>> BEGIN

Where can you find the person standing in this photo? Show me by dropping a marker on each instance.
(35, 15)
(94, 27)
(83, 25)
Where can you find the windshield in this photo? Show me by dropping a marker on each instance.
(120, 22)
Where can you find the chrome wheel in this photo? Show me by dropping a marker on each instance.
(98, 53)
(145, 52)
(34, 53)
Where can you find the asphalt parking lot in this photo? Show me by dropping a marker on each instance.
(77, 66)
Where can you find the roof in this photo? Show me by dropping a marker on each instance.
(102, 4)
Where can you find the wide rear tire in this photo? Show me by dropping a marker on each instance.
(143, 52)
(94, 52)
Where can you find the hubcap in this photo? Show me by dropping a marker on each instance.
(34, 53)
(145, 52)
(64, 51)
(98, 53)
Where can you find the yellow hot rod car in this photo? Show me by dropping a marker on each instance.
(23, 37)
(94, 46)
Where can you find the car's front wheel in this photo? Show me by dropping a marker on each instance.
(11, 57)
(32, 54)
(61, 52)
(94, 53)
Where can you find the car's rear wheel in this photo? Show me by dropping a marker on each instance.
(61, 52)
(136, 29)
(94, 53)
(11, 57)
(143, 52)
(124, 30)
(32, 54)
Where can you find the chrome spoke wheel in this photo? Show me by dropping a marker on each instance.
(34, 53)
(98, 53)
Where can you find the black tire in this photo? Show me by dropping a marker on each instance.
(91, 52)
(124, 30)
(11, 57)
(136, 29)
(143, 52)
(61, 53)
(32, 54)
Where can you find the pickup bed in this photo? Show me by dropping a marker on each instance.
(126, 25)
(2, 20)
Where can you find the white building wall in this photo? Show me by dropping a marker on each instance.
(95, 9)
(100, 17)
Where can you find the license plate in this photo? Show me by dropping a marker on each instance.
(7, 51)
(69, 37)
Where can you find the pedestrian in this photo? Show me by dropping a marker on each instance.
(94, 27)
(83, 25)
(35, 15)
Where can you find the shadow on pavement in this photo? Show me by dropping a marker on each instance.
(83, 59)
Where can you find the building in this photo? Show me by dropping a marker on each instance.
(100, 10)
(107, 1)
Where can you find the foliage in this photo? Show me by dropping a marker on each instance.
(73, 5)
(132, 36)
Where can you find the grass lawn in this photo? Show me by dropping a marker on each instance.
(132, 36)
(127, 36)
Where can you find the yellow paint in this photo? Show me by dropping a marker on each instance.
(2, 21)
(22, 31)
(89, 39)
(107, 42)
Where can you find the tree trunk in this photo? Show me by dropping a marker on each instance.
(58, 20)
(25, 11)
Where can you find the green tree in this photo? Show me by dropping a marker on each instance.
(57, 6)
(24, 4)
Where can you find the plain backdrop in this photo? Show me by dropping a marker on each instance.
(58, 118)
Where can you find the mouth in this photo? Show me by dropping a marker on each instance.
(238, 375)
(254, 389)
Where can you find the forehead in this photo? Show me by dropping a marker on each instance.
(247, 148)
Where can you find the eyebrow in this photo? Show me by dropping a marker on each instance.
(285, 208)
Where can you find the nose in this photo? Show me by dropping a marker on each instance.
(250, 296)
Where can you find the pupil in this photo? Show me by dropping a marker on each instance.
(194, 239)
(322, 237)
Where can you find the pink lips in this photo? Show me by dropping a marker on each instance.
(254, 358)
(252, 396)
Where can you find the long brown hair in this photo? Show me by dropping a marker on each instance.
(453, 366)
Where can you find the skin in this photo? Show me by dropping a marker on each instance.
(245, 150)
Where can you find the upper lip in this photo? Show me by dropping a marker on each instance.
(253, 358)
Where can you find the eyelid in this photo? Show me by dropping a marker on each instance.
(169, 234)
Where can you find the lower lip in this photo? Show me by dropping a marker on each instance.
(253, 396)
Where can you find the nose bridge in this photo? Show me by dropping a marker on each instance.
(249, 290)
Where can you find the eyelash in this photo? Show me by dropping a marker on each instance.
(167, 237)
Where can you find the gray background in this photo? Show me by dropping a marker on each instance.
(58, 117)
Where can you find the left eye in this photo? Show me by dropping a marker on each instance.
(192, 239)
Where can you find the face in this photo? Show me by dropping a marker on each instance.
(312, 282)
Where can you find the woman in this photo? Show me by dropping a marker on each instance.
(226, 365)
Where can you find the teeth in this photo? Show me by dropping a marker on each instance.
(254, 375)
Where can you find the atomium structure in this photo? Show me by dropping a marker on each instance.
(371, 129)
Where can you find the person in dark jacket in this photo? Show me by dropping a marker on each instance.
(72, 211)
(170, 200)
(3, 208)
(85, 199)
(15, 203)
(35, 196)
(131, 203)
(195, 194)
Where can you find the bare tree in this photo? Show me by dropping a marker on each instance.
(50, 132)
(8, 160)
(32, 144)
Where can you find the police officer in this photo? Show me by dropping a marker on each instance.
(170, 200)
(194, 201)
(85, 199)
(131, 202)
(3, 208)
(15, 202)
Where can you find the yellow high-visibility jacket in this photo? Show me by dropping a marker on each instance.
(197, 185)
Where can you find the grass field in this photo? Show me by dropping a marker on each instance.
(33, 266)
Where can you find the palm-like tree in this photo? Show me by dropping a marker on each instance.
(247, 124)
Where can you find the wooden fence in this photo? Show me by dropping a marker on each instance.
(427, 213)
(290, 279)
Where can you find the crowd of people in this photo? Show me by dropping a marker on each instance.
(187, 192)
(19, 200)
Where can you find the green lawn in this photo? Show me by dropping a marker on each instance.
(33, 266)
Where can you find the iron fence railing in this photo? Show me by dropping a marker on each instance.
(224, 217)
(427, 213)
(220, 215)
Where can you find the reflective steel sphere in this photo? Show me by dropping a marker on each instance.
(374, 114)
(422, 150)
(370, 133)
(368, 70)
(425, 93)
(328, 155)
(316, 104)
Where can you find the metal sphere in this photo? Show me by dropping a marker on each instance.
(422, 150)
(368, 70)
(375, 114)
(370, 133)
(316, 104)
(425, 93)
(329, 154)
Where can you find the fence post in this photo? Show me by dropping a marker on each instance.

>> END

YOUR OBJECTIVE | Copy out, word for word, everything in the data above from the line containing "Where can you find the metal" down to the end of the data, including both of those lines.

ANSWER TO THE TASK |
Where can you find the metal sphere in this photo? Show me by dropping a marker on each instance.
(422, 150)
(368, 70)
(375, 114)
(370, 133)
(316, 104)
(425, 93)
(329, 154)
Where can you find the fence post in this photo? Show me by dropping a marker on each instance.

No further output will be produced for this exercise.